◆ Activity list:
a – Decide whether each statement agrees with the essay on calibration. Answer yes or no for each and quote the words that settle it: (i) Lucas and Prescott told Sargent that the early tests were rejecting too many good models. (ii) The author chuckles at the phrase about rejecting good models. (iii) Europeans had high unemployment before 1973.
b – Translate this sentence from the essay on calibration into Spanish: "The calibration approach is simple: Build a causal chain with reasonably strong links, and see if the completed chain is able to bear substantial (but not infinite) weight in the real world."
c – Pick up the essay on calibration after its final sentence and carry it on for one more paragraph.

◆ Excerpt:
Content starts
In Praise of Calibration
Nobelist Thomas Sargent said this, about early tests of rational expectations macro models back in the 70’s:
I recall [future Nobelists] Bob Lucas and Ed Prescott both telling me that those tests were rejecting too many good models.
That phrase, “[T]hose tests were rejecting too many good models,” has become a bit of a litmus test. Either you chuckle slightly because you’ve seen a clear example of myside bias; or you treat it like a Zen koan, worthy of further contemplation.
I’m in the latter category.
That’s because the tests they were talking about were designed to see whether these skeletal macro models were missing something. And the data kept telling Prescott, Sargent, and Lucas, “Yes, your model is missing something. The world is not precisely like your model.”
But who cares whether the world is exactly like your model? The point of a model is that it’s simple. You remember Steven Wright’s old joke:
I have a map of the United States…actual size. It says, ‘Scale: 1 mile = 1 mile.’ I spent last summer folding it.
And now it’s time to pull out the quote by Box:
..all models are wrong, some are useful.
The rise of calibration was one solution to the 1:1 scale problem in macroeconomic theory. The calibration approach is simple: Build a causal chain with reasonably strong links, and see if the completed chain is able to bear substantial (but not infinite) weight in the real world. It didn’t always play out that way in practice (strong links are sometimes in the eye of the beholder), but we should have ideals to live up to.
This isn’t just about real business cycles (making hay while new technology shines)–it’s a story that applies to New Keynesian models too: Is price stickiness big enough to explain how spending shocks can shift real output? [Answer: Depends on the kind of stickiness. So be sure to grab the right weapon when you’re in any-weapon-to-hand mode.]
The idea of calibration is to ignore some of the probabilistic implications of your model but to retain others. Somehow, calibration was intended as a balanced response to professing that your model, though not correct, is still worthy as a vehicle for quantitative policy analysis.
Among the successes of this approach–success at encouraging good science, not at providing correct answers to the fourth significant digit–I’d include:
1. Sargent and Ljungqvist’s work on the link between high European unemployment and rising “economic turbulence“: Helps explain why Europeans have high unemployment only post-1973 even though Europeans had generous unemployment benefits decades earlier. Hint: Post-73, long-accumulated job skills sometimes become worthless, something that didn’t happen before.
2. Mehra/Prescott’s Equity Premium Puzzle: A few numbers went a long way in shocking the profession into realizing that stocks aren’t risky enough to justify their high returns unless people are terrified of modest losses. Another claim: The kinds of people who are terrified of modest losses are the kind of people who need a big incentive to shift their consumption from one period to another–yet the safe interest rate is very low. You barely need to pay people anything to shift consumption across time.
Content ends
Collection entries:
Content starts
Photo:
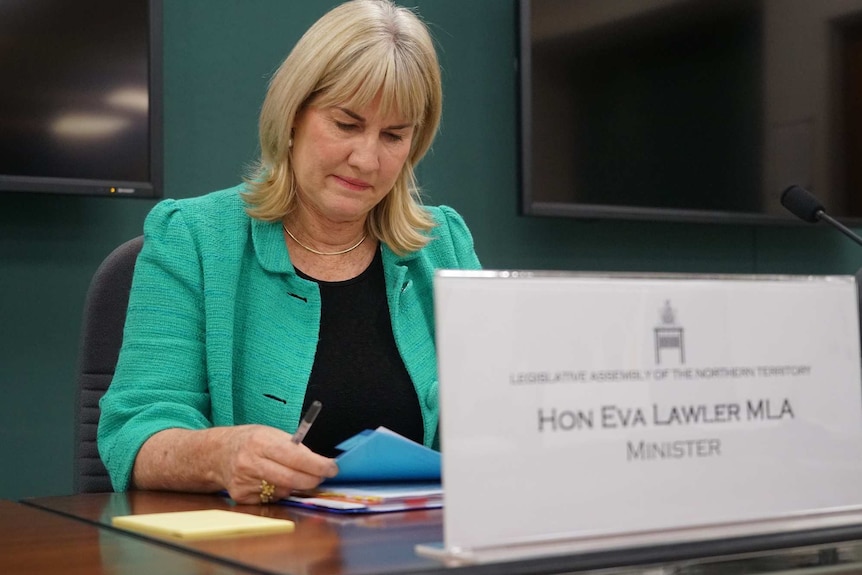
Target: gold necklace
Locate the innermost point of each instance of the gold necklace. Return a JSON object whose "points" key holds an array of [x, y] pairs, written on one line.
{"points": [[314, 251]]}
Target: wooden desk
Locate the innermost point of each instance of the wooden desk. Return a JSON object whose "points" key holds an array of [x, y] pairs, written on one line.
Content ends
◆ Answers to the tasks:
a –
(i) Yes. "I recall [future Nobelists] Bob Lucas and Ed Prescott both telling me that those tests were rejecting too many good models."
(ii) No. "I’m in the latter category."
(iii) No. "Europeans have high unemployment only post-1973"

b – El enfoque de calibración es sencillo: construir una cadena causal con eslabones razonablemente fuertes y ver si la cadena completa es capaz de soportar un peso considerable (pero no infinito) en el mundo real.

c –
A puzzle with hundreds, maybe thousands, of resolutions, all of them probably wrong and some of them still useful.
3. Lucas’s estimate of the cost of business cycles in terms of human well-being: Consumer spending wiggles little over the business cycle, so basic estimates showed that the average person wouldn’t pay that much for an insurance policy that offered to stabilize average consumer spending. That’s a sign typical business cycles (not this one) don’t influence human well-being very much. An early extension (discussed p. 10 here) showed that in a country with a U.S.-sized safety net you can’t use the “people might die” angle to boost the cost of business cycles by much. A “quit your bellyaching” paper that spurred strong responses partly because it was a “quit your bellyaching” paper, most mostly because the numbers just grated.
True enough to annoy: A sign Lucas did things right.
In all 3 cases, there were fights about the numbers, about the setup. None of these issues are settled (except for #3, Lucas is totally right there, not least because recessions are good for your health); they instead reframed issues in excellent ways.
Calibration–which also goes by the name “quantitative theory”–is a move forward because it shifts the debate away from “positive or negative?” to “big or small?” Lots of things might matter a little, but we should focus our attention on things that matter a lot.
Does your favorite idea matter a little or a lot? How would you know?
Coda: It was only in 1971 that medical researchers began to understand why aspirin works. Beforehand, people knew that it worked as a pain reliever in some settings but not in others, but they didn’t know why it worked. Vane, author of the 1971 paper in Nature, won a Nobel for showing how aspirin works.
Causation first, comprehension later.
Both are wonderful, but comprehension both sates and invigorates the mind.